++++ RECORD SET ++++

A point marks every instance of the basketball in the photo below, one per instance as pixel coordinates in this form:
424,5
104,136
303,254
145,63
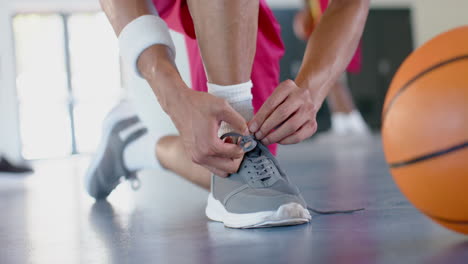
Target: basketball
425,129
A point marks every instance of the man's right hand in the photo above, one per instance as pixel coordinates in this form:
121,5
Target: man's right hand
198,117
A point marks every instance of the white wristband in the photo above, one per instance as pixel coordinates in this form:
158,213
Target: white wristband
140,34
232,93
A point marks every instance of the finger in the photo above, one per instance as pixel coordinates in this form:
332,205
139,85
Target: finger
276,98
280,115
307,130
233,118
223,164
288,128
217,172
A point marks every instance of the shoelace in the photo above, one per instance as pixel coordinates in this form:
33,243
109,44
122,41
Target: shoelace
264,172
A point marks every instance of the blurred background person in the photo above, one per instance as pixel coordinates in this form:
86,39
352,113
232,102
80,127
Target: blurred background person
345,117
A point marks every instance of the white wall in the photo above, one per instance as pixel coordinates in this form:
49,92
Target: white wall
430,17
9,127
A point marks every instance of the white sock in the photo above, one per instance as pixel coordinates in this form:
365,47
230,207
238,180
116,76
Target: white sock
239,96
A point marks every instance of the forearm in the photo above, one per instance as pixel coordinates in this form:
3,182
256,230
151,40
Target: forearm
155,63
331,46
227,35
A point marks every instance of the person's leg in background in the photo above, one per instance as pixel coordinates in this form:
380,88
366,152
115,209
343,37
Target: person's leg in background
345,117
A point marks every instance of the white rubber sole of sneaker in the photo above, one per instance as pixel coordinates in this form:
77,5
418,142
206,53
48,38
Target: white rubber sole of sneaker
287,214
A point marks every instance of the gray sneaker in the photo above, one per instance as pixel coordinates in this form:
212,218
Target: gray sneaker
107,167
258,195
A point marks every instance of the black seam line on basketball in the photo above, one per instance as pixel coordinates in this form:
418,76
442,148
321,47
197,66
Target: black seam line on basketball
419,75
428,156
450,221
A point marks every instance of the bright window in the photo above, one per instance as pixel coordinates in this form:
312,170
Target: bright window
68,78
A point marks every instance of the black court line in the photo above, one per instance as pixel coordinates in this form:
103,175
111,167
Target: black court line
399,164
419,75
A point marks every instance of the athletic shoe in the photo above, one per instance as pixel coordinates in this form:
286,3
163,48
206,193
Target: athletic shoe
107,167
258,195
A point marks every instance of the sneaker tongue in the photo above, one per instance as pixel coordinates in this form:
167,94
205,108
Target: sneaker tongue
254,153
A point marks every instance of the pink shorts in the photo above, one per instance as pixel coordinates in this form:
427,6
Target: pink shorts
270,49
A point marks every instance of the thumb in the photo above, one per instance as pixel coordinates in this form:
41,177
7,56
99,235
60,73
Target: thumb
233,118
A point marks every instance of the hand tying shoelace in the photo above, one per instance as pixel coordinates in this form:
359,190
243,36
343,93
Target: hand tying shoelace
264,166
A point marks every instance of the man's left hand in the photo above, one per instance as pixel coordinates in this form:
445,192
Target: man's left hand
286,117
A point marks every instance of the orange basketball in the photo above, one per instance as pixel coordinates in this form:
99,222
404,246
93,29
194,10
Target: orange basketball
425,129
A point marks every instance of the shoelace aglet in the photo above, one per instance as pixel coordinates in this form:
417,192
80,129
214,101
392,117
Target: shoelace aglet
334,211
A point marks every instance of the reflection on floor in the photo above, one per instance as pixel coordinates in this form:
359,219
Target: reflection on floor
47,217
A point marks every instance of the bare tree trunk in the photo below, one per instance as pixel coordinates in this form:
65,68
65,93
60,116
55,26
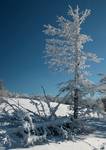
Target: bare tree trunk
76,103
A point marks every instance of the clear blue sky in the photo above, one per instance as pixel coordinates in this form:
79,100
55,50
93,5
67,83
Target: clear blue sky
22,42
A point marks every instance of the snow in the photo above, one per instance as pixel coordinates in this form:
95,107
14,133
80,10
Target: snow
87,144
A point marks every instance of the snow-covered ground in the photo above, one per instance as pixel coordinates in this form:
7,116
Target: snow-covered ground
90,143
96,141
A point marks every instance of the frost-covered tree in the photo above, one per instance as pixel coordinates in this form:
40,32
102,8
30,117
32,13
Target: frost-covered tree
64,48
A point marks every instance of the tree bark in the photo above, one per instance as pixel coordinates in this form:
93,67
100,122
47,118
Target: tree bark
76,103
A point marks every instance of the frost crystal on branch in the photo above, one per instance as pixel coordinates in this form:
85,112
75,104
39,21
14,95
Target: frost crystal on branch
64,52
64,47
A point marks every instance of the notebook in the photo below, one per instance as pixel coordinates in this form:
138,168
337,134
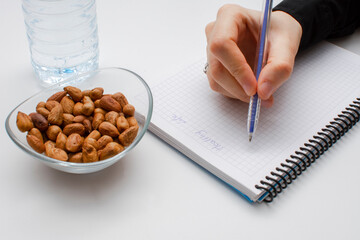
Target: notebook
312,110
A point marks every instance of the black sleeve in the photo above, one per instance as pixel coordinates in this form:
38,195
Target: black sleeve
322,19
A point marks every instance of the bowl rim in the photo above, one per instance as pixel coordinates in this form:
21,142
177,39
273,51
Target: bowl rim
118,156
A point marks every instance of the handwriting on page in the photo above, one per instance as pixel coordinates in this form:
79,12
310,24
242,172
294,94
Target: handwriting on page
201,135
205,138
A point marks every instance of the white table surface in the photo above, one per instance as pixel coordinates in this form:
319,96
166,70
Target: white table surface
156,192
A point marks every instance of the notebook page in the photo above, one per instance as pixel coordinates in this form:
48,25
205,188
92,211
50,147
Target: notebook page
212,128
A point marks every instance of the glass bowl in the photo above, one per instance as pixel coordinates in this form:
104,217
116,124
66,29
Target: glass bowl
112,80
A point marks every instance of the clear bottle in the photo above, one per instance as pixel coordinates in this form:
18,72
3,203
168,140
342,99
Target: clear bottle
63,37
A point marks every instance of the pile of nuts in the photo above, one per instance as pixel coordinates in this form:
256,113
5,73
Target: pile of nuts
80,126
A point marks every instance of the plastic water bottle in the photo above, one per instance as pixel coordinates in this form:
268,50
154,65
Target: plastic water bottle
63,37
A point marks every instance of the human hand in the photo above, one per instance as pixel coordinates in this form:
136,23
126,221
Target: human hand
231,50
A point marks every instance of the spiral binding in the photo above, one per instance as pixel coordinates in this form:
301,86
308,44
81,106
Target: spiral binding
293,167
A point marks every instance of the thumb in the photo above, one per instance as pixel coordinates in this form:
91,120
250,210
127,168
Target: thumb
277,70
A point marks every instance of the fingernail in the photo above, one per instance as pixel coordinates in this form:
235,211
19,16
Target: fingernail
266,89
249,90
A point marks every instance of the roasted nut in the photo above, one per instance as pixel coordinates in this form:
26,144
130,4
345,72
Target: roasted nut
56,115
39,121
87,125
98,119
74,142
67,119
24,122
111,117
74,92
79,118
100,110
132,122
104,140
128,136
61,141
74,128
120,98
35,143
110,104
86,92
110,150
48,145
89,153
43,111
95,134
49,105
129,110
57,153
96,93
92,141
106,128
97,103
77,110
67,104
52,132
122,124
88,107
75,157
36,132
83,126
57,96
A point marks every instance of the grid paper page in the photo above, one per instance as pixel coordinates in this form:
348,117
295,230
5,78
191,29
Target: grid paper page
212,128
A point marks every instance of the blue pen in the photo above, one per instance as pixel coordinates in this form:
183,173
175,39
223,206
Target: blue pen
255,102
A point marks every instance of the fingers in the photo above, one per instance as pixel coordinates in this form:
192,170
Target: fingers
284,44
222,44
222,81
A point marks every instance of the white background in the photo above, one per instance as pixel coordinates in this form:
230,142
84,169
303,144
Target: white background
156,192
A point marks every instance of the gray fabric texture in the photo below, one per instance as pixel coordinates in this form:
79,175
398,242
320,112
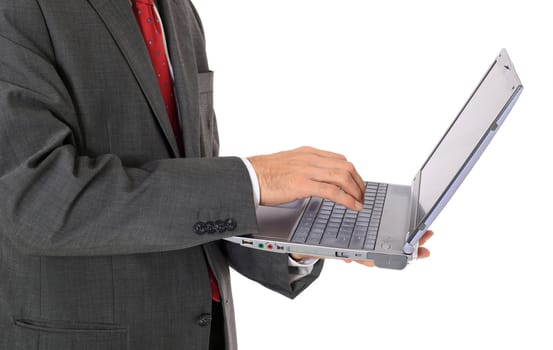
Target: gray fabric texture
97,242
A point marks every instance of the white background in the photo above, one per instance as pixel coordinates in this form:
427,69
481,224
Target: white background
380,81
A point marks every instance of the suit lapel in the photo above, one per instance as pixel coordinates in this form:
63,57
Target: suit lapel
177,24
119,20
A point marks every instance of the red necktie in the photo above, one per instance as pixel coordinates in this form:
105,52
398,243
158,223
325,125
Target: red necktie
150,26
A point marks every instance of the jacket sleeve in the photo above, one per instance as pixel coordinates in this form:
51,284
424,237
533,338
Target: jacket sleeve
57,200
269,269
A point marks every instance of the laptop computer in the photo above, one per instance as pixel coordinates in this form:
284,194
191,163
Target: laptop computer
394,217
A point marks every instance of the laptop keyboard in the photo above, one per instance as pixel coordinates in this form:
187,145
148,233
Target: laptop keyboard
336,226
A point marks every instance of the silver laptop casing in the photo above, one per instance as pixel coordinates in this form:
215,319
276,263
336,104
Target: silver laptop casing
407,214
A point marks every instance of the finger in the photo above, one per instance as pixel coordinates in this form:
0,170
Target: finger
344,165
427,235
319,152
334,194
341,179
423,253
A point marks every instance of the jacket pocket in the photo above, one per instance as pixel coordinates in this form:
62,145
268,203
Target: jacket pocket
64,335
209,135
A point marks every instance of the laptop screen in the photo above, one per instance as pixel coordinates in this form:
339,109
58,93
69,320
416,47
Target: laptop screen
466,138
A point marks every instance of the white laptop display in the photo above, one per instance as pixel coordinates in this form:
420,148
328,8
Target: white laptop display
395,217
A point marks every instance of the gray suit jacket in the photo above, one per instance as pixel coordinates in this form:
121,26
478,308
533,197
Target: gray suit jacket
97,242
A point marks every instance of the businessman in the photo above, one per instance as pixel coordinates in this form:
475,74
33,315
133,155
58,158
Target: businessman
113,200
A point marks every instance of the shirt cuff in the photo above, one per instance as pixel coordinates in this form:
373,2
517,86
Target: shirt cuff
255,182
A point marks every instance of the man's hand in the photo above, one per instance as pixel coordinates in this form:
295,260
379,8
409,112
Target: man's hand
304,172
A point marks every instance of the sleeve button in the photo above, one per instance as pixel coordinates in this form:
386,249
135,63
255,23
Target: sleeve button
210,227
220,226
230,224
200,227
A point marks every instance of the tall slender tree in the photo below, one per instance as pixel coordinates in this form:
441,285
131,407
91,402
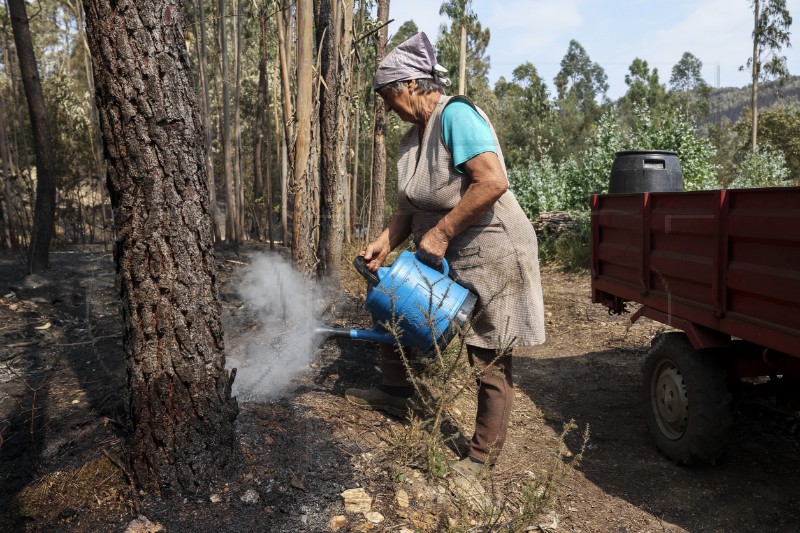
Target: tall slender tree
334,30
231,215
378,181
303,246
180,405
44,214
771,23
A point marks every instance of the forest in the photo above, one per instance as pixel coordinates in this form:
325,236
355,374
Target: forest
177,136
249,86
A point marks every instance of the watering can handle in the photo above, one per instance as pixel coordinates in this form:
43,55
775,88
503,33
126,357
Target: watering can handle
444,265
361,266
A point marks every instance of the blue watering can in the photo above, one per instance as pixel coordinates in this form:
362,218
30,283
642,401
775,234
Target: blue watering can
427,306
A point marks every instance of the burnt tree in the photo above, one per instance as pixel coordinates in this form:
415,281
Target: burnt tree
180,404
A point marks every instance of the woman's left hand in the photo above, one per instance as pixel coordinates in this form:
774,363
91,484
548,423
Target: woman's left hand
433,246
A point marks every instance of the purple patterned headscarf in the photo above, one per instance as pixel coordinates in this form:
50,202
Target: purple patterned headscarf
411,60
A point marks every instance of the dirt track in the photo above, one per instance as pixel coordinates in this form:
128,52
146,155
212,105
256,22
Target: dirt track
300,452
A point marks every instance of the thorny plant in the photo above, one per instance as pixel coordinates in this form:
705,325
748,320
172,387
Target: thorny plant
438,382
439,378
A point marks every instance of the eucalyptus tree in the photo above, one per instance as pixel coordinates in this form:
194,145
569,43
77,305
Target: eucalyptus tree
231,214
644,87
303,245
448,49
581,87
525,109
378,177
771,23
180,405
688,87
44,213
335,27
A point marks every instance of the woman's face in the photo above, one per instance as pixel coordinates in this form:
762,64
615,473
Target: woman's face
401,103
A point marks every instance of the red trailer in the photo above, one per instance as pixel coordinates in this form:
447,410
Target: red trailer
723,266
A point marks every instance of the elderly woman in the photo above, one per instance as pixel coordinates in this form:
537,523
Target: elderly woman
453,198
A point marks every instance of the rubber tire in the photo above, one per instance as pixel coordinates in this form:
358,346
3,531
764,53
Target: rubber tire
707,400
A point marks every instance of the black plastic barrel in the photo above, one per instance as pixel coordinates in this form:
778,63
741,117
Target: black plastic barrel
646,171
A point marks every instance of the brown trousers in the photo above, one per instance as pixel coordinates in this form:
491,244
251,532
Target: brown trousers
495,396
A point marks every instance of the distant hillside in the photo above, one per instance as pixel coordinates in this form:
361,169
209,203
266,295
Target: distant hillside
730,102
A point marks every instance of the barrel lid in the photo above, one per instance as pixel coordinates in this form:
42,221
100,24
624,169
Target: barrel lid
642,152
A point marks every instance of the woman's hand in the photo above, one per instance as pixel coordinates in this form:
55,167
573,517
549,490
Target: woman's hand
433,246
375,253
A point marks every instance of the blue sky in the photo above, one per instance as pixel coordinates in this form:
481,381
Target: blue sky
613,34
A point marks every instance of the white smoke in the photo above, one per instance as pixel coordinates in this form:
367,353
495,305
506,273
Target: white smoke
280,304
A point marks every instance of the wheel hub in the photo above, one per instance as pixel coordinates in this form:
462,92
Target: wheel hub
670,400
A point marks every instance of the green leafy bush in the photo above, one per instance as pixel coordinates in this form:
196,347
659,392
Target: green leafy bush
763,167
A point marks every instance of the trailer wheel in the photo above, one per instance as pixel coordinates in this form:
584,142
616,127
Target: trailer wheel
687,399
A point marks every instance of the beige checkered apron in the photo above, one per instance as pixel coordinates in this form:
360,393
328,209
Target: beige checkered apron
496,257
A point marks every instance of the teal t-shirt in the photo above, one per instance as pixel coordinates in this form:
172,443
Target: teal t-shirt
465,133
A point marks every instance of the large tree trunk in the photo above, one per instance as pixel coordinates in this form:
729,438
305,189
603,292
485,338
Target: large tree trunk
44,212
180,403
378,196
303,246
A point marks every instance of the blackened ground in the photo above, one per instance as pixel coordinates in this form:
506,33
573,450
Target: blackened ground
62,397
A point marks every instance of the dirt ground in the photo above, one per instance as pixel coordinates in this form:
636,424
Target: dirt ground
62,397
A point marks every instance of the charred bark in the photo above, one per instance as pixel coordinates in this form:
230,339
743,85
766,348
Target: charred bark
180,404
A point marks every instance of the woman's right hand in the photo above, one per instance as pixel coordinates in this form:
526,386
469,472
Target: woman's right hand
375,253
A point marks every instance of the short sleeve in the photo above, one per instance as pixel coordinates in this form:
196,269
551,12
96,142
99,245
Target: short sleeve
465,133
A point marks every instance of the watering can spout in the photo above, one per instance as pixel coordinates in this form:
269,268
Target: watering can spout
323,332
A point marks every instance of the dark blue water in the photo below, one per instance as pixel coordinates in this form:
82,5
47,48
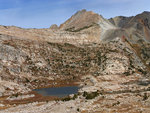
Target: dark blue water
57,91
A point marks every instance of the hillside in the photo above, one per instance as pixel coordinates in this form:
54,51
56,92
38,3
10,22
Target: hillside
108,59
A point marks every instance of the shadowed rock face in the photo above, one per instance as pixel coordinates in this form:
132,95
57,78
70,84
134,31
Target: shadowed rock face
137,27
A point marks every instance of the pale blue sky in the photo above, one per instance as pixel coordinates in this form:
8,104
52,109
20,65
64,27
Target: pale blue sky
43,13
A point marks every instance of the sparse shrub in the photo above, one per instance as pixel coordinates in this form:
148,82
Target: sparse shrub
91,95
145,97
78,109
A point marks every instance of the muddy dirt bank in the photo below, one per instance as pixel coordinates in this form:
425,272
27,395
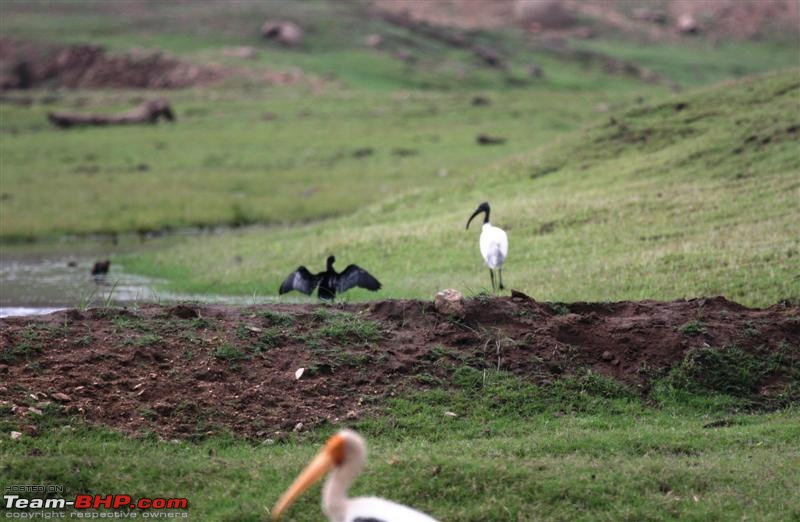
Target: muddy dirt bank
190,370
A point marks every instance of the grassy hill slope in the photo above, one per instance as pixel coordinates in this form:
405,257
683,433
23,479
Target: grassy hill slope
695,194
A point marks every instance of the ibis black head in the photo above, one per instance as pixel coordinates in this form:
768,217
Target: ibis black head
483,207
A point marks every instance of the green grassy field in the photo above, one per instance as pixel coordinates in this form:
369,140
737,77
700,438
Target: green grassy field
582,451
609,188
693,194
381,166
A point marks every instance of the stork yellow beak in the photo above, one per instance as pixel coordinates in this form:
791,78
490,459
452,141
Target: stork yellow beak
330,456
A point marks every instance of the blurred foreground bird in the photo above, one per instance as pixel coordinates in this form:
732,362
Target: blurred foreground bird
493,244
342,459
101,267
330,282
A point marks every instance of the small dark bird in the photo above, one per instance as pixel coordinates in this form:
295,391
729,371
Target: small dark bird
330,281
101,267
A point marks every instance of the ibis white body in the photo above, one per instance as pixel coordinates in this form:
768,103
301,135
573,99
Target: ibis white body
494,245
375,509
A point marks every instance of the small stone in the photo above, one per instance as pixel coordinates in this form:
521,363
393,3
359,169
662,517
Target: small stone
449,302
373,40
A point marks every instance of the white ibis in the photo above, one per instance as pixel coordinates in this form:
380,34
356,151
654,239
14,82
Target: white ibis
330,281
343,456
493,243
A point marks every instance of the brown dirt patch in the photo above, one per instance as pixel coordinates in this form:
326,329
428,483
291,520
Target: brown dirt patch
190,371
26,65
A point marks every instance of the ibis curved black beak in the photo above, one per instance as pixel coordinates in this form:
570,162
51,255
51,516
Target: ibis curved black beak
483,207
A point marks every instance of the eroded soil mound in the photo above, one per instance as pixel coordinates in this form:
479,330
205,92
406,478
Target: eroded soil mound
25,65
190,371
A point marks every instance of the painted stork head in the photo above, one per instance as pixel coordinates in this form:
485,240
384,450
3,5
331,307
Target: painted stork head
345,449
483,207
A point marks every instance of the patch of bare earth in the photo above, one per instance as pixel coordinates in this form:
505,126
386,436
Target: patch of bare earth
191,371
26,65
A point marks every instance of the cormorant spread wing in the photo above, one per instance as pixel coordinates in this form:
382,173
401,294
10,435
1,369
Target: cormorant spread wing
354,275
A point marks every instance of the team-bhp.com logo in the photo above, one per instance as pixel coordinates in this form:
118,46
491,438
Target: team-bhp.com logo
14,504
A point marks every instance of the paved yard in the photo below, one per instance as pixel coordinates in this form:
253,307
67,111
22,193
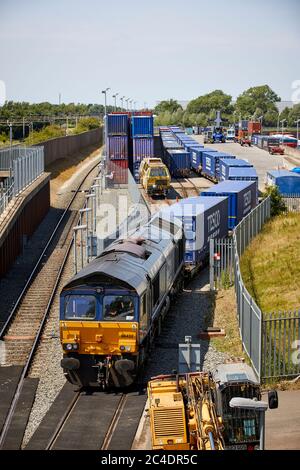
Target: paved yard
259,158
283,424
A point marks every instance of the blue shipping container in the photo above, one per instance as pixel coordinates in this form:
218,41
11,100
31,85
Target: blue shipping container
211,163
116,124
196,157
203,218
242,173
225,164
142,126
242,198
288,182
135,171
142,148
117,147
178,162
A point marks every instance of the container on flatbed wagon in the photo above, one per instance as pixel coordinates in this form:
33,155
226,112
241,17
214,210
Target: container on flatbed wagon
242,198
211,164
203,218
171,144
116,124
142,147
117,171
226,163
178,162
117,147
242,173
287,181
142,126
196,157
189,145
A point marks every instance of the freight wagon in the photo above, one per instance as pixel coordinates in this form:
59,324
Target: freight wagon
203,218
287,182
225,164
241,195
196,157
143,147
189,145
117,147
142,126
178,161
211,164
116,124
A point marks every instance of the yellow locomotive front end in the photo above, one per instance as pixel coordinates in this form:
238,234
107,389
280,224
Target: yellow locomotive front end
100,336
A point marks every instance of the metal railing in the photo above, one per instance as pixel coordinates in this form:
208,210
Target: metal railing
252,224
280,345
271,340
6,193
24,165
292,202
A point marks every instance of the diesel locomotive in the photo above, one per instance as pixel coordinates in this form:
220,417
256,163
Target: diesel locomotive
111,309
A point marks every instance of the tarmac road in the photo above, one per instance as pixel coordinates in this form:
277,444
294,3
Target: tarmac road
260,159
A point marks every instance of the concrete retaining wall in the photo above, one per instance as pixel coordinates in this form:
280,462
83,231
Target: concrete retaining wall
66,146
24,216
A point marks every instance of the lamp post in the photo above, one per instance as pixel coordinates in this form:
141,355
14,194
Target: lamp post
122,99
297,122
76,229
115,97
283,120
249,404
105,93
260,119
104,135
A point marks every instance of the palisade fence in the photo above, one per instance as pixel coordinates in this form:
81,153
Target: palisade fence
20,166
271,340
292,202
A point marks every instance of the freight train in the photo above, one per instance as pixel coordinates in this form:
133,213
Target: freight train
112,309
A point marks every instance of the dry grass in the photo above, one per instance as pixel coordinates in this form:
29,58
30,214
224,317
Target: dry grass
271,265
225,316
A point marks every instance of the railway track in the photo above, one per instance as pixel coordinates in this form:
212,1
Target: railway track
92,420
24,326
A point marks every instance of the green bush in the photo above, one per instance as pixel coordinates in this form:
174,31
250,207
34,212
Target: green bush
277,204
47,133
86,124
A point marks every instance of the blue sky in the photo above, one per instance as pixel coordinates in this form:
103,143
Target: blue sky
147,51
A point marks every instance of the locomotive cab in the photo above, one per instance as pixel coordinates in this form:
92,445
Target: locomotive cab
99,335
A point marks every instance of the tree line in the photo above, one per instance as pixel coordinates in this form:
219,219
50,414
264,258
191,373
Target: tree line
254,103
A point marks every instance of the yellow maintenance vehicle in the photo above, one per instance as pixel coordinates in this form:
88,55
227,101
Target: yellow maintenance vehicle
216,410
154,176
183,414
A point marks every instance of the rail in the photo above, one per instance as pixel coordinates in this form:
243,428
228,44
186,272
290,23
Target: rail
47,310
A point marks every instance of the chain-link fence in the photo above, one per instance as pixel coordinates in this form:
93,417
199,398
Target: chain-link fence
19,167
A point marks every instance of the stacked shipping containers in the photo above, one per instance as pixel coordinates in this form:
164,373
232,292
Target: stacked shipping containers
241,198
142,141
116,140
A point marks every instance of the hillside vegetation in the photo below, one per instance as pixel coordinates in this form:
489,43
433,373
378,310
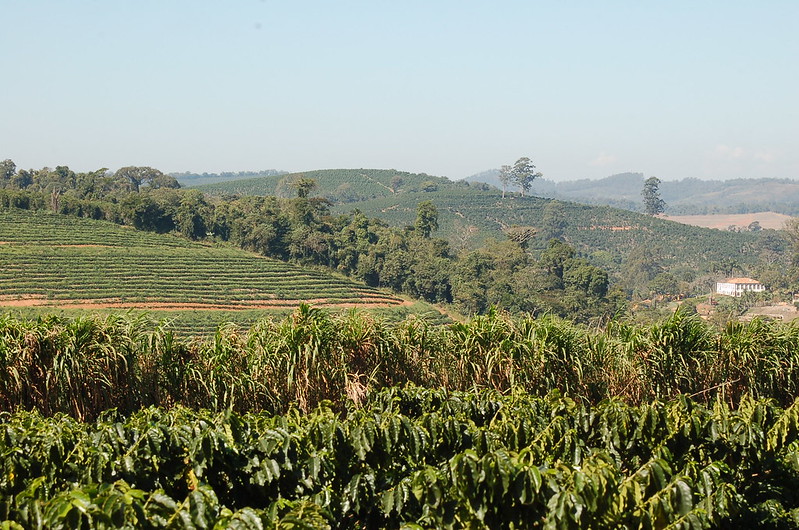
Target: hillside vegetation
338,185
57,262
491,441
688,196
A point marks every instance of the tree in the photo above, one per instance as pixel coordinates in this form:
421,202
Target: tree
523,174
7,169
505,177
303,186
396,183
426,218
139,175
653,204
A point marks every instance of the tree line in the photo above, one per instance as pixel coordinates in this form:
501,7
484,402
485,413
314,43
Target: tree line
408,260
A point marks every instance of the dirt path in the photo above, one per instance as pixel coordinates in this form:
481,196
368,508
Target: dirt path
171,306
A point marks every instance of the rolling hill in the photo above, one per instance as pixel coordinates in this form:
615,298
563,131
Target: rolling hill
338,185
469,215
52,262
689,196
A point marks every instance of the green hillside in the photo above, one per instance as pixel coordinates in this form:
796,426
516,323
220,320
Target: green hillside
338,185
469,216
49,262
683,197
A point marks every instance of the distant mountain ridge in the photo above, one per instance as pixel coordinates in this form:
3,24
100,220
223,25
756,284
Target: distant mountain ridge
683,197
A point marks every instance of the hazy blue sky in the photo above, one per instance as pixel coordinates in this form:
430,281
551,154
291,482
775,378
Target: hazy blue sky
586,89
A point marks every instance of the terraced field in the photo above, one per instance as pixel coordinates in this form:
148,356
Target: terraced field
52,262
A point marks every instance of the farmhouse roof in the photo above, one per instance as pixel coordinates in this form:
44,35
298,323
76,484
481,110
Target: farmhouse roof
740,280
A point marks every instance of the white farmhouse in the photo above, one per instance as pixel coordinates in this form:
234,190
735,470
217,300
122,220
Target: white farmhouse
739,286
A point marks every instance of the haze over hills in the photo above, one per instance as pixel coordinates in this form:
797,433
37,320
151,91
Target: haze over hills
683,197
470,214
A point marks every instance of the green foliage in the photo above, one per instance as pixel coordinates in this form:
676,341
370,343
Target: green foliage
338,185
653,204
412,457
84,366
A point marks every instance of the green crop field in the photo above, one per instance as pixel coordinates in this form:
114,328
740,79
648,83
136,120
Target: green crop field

++++

→ WORK TO COMPLETE: Give back, unchanged, every line from the one with "A point marks every instance of the terraced" to the end of the entries above.

→ TASK OUTPUT:
A point marks every instance of the terraced field in the photo above, one per instance as pixel coordinates in this form:
148,356
Target: terraced field
52,262
A point marks every instance of the farmhouse roof in the photo above, one per instance as pixel coordinates in this form:
44,35
298,323
76,484
481,110
Target: farmhouse roof
740,280
A point marks every instance of the white farmhouse in the photo above, one per instance as pixel coordinates in this form:
234,190
735,470
217,300
122,220
Target: white farmhouse
739,286
A point marks every instance of the haze over hills in the photo above, one per instance as pixel coordinates in this form:
797,433
37,320
151,91
Target: haze over hills
683,197
470,214
A point marks every instance of the green foliage in the photo above, one per instance as pixel coordinates in this form:
676,341
370,343
Target: green foliage
338,185
653,204
412,457
84,366
A point marks every instance of the green crop field in the photo above, one per instance as pixel coordinates in this form:
114,328
740,79
648,83
136,120
Target: green crop field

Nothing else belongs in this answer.